___ Material for this task
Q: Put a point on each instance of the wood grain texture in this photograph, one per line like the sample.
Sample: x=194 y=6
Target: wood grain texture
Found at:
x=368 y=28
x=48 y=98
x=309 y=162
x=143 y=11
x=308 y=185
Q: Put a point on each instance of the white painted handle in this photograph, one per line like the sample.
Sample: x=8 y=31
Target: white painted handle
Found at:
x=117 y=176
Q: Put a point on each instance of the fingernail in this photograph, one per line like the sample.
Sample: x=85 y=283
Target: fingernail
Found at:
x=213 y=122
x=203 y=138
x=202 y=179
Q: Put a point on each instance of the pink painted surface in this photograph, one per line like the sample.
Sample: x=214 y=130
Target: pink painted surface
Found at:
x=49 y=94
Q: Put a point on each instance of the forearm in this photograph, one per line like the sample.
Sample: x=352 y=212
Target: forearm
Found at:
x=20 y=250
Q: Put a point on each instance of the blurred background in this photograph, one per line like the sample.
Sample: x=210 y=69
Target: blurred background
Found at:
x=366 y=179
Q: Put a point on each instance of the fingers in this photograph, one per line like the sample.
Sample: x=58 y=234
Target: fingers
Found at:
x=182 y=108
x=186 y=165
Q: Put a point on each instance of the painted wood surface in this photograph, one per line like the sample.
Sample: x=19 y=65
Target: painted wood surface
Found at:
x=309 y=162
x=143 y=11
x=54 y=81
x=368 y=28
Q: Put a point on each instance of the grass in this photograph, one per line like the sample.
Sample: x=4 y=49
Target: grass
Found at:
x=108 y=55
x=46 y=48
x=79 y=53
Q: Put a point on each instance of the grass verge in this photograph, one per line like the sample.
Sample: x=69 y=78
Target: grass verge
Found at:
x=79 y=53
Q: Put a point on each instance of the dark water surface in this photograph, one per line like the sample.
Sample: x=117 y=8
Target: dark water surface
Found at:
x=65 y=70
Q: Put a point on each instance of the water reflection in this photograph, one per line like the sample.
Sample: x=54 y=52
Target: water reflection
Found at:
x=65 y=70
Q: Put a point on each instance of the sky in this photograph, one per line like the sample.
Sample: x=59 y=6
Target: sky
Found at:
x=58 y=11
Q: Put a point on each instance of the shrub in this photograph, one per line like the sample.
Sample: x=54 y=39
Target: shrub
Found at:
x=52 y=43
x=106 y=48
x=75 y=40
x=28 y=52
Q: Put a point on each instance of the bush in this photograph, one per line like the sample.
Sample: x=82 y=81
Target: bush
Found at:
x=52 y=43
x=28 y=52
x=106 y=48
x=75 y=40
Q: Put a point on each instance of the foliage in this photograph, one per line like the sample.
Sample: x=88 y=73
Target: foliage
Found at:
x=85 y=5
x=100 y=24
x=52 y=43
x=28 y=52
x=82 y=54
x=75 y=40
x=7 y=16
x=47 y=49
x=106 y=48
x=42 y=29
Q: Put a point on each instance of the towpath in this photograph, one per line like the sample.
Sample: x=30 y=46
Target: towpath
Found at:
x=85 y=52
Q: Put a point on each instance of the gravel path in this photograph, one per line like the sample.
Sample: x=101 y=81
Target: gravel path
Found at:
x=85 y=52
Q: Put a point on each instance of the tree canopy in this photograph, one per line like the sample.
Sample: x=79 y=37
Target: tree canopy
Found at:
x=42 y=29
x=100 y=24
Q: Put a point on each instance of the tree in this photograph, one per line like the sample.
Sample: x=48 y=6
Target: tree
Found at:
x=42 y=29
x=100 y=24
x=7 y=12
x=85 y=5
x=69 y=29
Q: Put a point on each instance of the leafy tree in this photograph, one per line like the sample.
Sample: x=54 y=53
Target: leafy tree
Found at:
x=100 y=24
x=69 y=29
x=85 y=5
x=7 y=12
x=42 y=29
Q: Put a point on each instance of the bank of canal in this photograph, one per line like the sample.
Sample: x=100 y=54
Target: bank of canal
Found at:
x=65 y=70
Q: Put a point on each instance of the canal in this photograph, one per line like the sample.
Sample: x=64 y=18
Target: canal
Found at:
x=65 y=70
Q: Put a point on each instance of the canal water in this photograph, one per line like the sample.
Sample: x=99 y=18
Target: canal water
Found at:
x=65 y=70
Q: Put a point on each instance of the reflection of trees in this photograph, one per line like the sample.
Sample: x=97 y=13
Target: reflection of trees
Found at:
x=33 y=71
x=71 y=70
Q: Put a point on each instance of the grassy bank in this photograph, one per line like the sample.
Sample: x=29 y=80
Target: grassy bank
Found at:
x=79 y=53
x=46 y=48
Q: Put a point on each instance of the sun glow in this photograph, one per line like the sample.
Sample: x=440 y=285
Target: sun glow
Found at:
______
**Task instructions**
Reproduce all of the entries above word for word, keeping every line as it stands.

**Written answer**
Q: Put a point on each instance of the wood grain texture in this photograph, one per line like the sample.
Sample: x=194 y=6
Target: wood grain texture
Found at:
x=368 y=28
x=48 y=98
x=309 y=162
x=143 y=11
x=308 y=185
Q: Put a point on each instance of the white painted handle in this photograph, one per line like the sample.
Sample: x=8 y=31
Target: white painted handle
Found at:
x=117 y=176
Q: Put a point on each instance of the fingernail in this photograph, one per line like the sample.
Sample: x=85 y=283
Target: fingernail
Found at:
x=213 y=122
x=203 y=138
x=202 y=179
Q: Put a point on each instance of the pink painted surface in this photograph, one per line like the sample.
Sample: x=214 y=130
Target: pink painted surface
Found at:
x=49 y=94
Q: Put a point on each instance of the forearm in this photograph, one per line like the sample.
Sample: x=352 y=212
Target: forearm
Found at:
x=20 y=250
Q: Put a point on each instance of the blurred background in this photograph, one per line like the sample.
Sample: x=210 y=69
Target: blurred background
Found at:
x=366 y=179
Q: Put a point on each instance of the fingers in this photograph, one per line like the sample.
Sample: x=58 y=234
Target: fingers
Found at:
x=182 y=108
x=186 y=165
Q: Put a point on each instance of the painted wood surface in this photograph, one per line like the sample.
Sample: x=19 y=65
Target: painted wood surface
Found at:
x=309 y=162
x=143 y=11
x=54 y=81
x=368 y=28
Q: Put a point on each instance of the grass in this photograph, one per line like the sample.
Sample: x=4 y=49
Target: grass
Found at:
x=108 y=55
x=46 y=48
x=79 y=53
Q: Put a point on each instance of the grass verge in this photograph, one per line like the sample.
Sample: x=69 y=78
Target: grass verge
Found at:
x=79 y=53
Q: Put a point on each instance of the dark water surface in this photograph, one per line like the sample.
Sample: x=117 y=8
Target: dark water surface
Found at:
x=65 y=70
Q: Put a point on each instance of the water reflection in this photograph, one per line like the sample.
Sample: x=54 y=52
Target: water reflection
Found at:
x=65 y=70
Q: Put a point on each instance of the sky in this photograph, one per line like the sample.
Sample: x=59 y=6
Target: sky
Found at:
x=58 y=11
Q: Put a point on each instance of the shrub in this photograph, one per line like the sample.
Sample: x=54 y=39
Target: shrub
Found at:
x=52 y=43
x=106 y=48
x=75 y=40
x=28 y=52
Q: Put a point on each instance of the bush in this photograph, one per line like the sample.
Sample: x=82 y=81
Target: bush
Found at:
x=52 y=43
x=28 y=52
x=106 y=48
x=75 y=40
Q: Put a point on each instance of the foliage in this photograph, one per line like the sample.
Sample: x=88 y=73
Target: foliage
Found at:
x=85 y=5
x=100 y=24
x=52 y=43
x=28 y=52
x=82 y=54
x=75 y=40
x=7 y=16
x=47 y=49
x=106 y=48
x=42 y=29
Q: Put a point on each instance of the towpath in this photograph, one per line like the sample.
Sample: x=30 y=46
Target: towpath
Found at:
x=85 y=52
Q: Put a point on each instance of the gravel path in this photograph, one per line like the sample.
Sample: x=101 y=81
Target: gravel path
Found at:
x=85 y=52
Q: Put a point on each instance of the tree canopy in this photograph, one per line like the sample.
Sample: x=79 y=37
Target: tree canopy
Found at:
x=42 y=29
x=100 y=24
Q: Put a point on each instance of the tree in this photograph, one per line like the sample.
Sample: x=48 y=6
Target: tree
Found at:
x=42 y=29
x=100 y=24
x=7 y=12
x=85 y=5
x=69 y=29
Q: Put a point on each instance of the leafy tree in this photograph, one per line like the sample.
Sample: x=54 y=53
Target: leafy tree
Found at:
x=100 y=24
x=69 y=29
x=85 y=5
x=7 y=12
x=42 y=29
Q: Put a point on each instance of the bank of canal in this photograph, one per line like the sample.
Sample: x=100 y=54
Target: bank of canal
Found at:
x=65 y=70
Q: Put a point on each instance of the canal in this photograph, one per line like the sample.
Sample: x=64 y=18
Target: canal
Found at:
x=65 y=70
Q: Put a point on each instance of the canal water in this photograph, one per line like the sample.
Sample: x=99 y=18
Target: canal water
Found at:
x=65 y=70
Q: Put a point on each instance of the reflection of trees in this photograph, one per line like the sample.
Sample: x=97 y=13
Target: reflection of trees
Found at:
x=33 y=71
x=71 y=70
Q: Put a point on each instance of the grassy bank in this photograph, one per line like the sample.
Sample: x=29 y=80
Target: grassy bank
Found at:
x=79 y=53
x=46 y=48
Q: Put a point on each instance of the sun glow in this photograph, one per line like the sample.
Sample: x=440 y=285
Target: sun glow
Found at:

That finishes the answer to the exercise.